■ What is expected ■
From the text on Toronto's Birney streetcars, pull out everything from "- Coxwell: Birney" down to "and Queen Street.", copied word for word.

* BEGIN Text extract *

In 1920, the Toronto Civic Railways (TCR) acquired 25 single-truck, double-ended Birney streetcars from the J. G. Brill Company. In 1921, the Toronto Transportation Commission (TTC) acquired all assets of the TCR including the 25 Birney cars. In 1927, the TTC sold 3 of the Birney cars to Cornwall, Ontario and 8 to Halifax, Nova Scotia. In 1941, the remaining 14 Birney cars were sold, again going to Halifax.

The Birney cars were the TCR's first cars that could be operated by a single person. Normally, they could seat 28 passengers with a provision for 32 using folding seats.

==History==
Starting in mid-1920, the TCR operated the Birney cars on three of its routes:
- Gerrard
- Bloor
- Danforth

Under the TTC, the Birney cars operated on various routes such as:
- Bloor West: Formerly the TCR Bloor route, it was replaced in August 1925 by an extension of the Bloor streetcar line, which used single-ended cars.
- Parliament: Birney cars served this route from July 1923 to May 1940 when they were replaced by single-ended cars.
- Coxwell: Birney cars began service on this route in October 1921. They were replaced by single-ended cars in June 1940 after the construction of a loop at Coxwell Avenue and Queen Street.
- Davenport: In November 1923, Birney cars started service along a route that was part of the Toronto Suburban Railway's Davenport route. The line was replaced by buses in December 1940.

* END Text extract *
* BEGIN Recorded data *

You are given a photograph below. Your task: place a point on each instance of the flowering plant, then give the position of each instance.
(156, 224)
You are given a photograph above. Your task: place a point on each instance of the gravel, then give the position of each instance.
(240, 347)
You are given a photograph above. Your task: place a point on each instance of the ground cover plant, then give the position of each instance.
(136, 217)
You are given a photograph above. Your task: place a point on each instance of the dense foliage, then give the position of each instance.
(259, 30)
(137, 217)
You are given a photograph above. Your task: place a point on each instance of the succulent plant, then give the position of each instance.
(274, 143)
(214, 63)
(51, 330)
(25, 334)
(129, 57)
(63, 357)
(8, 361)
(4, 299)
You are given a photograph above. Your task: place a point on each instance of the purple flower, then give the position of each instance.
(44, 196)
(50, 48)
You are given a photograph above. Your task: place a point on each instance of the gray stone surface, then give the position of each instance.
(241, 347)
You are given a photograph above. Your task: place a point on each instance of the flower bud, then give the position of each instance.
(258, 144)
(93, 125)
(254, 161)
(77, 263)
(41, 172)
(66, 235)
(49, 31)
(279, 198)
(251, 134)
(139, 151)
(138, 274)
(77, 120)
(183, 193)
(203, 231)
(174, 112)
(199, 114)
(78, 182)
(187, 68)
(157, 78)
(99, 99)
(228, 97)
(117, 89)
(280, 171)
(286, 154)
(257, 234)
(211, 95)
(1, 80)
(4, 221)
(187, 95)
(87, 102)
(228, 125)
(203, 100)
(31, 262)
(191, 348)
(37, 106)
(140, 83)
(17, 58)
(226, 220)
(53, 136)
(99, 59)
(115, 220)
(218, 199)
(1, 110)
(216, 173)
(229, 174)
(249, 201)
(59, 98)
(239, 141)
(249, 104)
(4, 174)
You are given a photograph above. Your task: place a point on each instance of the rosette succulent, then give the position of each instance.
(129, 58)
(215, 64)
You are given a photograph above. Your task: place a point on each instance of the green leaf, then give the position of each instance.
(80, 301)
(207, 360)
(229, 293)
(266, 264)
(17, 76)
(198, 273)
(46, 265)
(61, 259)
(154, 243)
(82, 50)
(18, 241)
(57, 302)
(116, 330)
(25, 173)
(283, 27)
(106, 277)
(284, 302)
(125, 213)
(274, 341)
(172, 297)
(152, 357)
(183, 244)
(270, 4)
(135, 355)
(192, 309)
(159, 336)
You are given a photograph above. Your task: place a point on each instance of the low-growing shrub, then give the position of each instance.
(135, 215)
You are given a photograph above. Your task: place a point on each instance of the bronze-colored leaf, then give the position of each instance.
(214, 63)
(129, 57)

* END Recorded data *
* BEGIN Recorded data *

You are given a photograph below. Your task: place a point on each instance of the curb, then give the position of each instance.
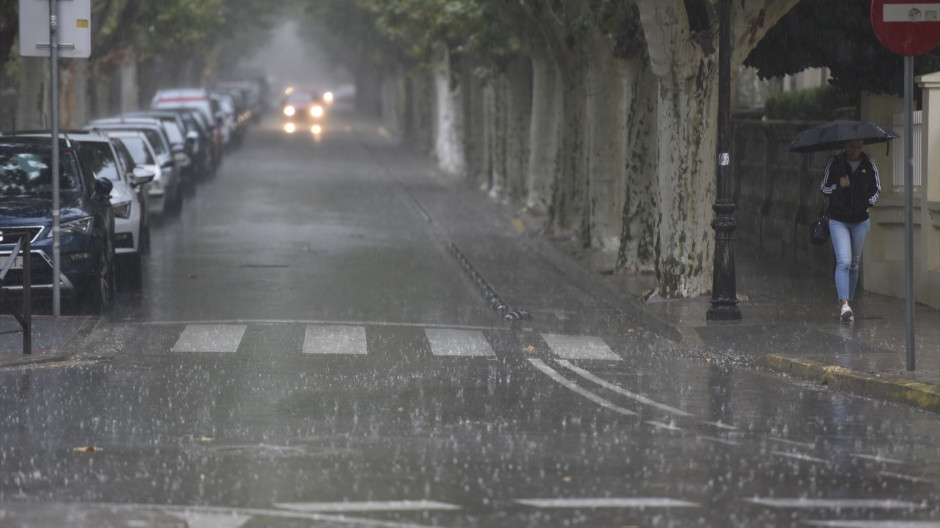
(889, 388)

* END Recorded data *

■ Reply ■
- Coxwell: Birney cars began service on this route in October 1921. They were replaced by single-ended cars in June 1940 after the construction of a loop at Coxwell Avenue and Queen Street.